> **Exercise requirements**
Without the pictures, repeat all of the data exactly as it appears below.

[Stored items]
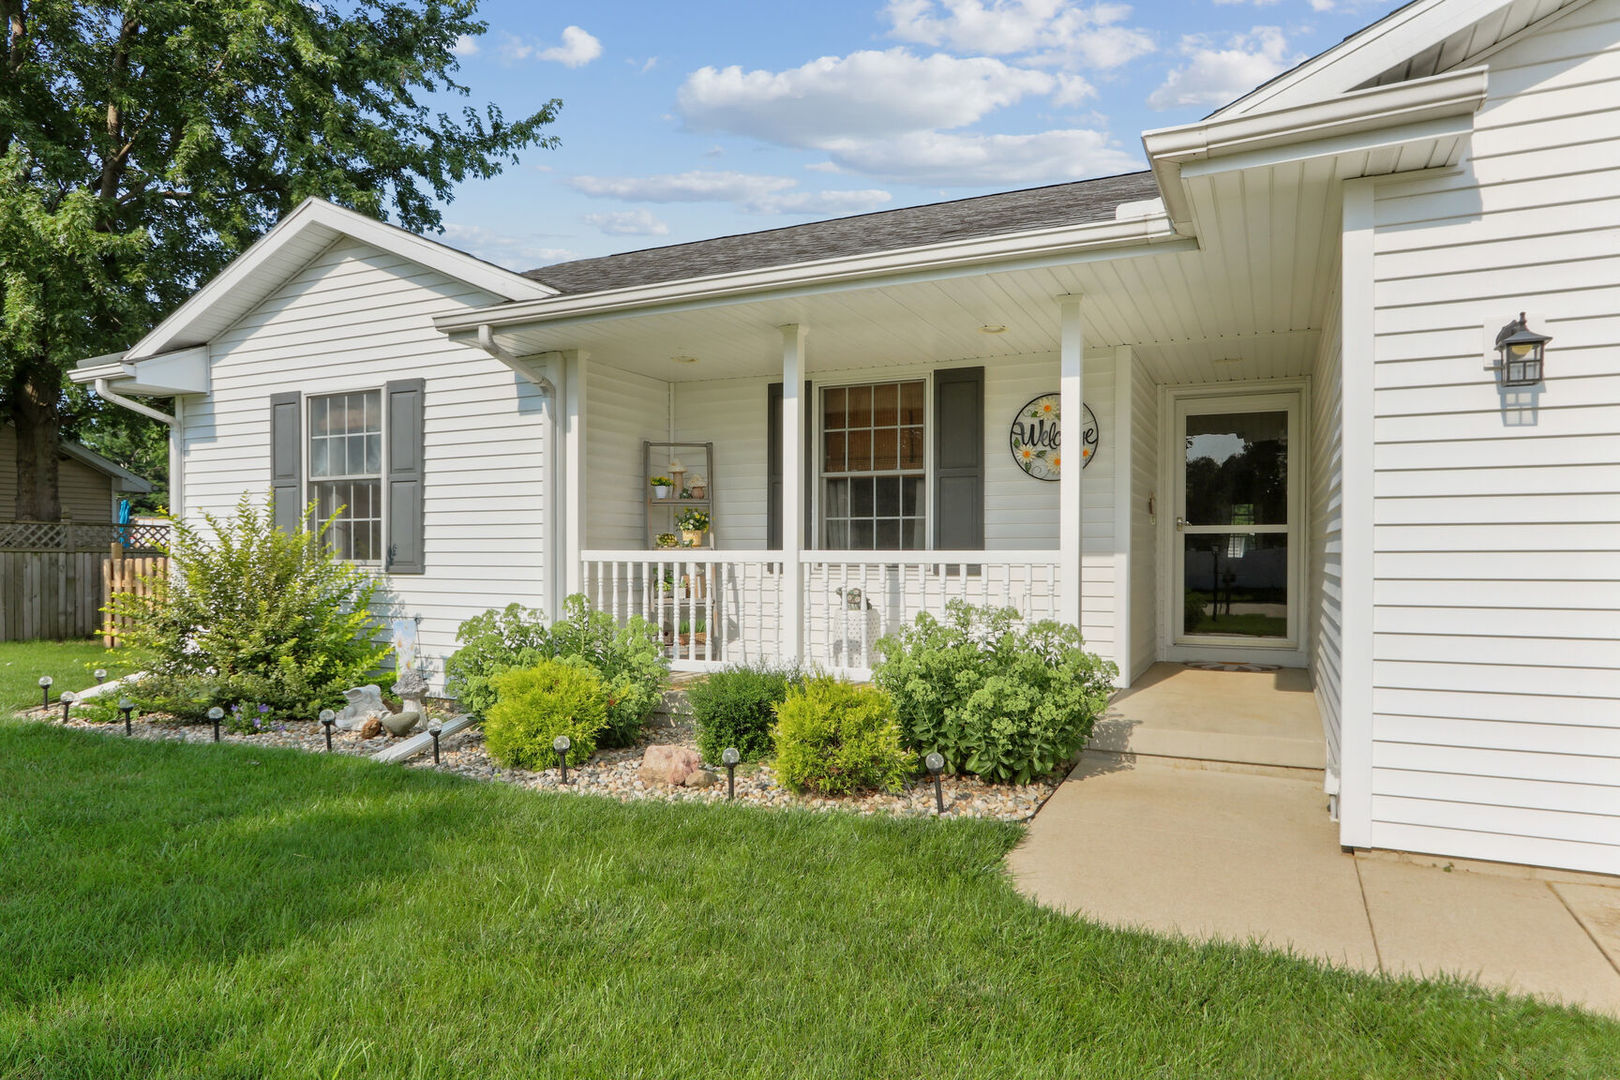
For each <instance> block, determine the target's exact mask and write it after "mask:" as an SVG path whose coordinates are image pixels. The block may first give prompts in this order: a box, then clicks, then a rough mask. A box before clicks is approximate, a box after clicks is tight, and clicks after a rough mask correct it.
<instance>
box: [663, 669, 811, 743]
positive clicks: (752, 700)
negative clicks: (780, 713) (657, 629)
mask: <svg viewBox="0 0 1620 1080" xmlns="http://www.w3.org/2000/svg"><path fill="white" fill-rule="evenodd" d="M800 685H804V677H802V675H800V674H799V672H797V670H782V669H771V667H763V665H755V667H747V665H745V667H727V669H726V670H721V672H714V674H713V675H710V677H708V678H706V680H703V682H700V683H693V685H692V687H690V688H687V703H689V704H690V706H692V719H693V721H695V724H697V729H698V751H700V753H701V755H703V759H705V761H710V763H714V761H719V755H721V751H724V750H726V746H735V748H737V753H740V755H742V759H744V761H757V759H760V758H763V756H765V755H768V753H771V727H773V725H774V724H776V706H779V704H781V703H782V701H784V699H786V698H787V691H789V690H792V688H794V687H800Z"/></svg>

> **Output of the task**
For each <instance> block, determine the target's exact mask and write it after "mask:" as an SVG path whose coordinates are image pixels. The block may first give prompts in this order: a box, then clicks, then a rough mask. A box before clicks is approximate, a box after clicks is tight, and clicks after a rough mask correct it.
<instance>
box: [663, 669, 811, 743]
positive clicks: (752, 700)
negative clicks: (780, 713) (657, 629)
mask: <svg viewBox="0 0 1620 1080" xmlns="http://www.w3.org/2000/svg"><path fill="white" fill-rule="evenodd" d="M800 685H804V677H802V675H800V674H799V672H797V670H782V669H771V667H763V665H755V667H747V665H745V667H727V669H726V670H721V672H714V674H713V675H710V677H708V678H706V680H703V682H700V683H693V685H692V687H690V688H687V703H689V704H690V706H692V719H693V721H695V724H697V729H698V751H700V753H701V755H703V759H705V761H710V763H714V761H719V755H721V751H724V750H726V746H735V748H737V753H740V755H742V759H744V761H757V759H760V758H763V756H765V755H768V753H771V727H773V725H774V724H776V706H779V704H781V703H782V701H784V699H786V698H787V691H789V690H792V688H794V687H800Z"/></svg>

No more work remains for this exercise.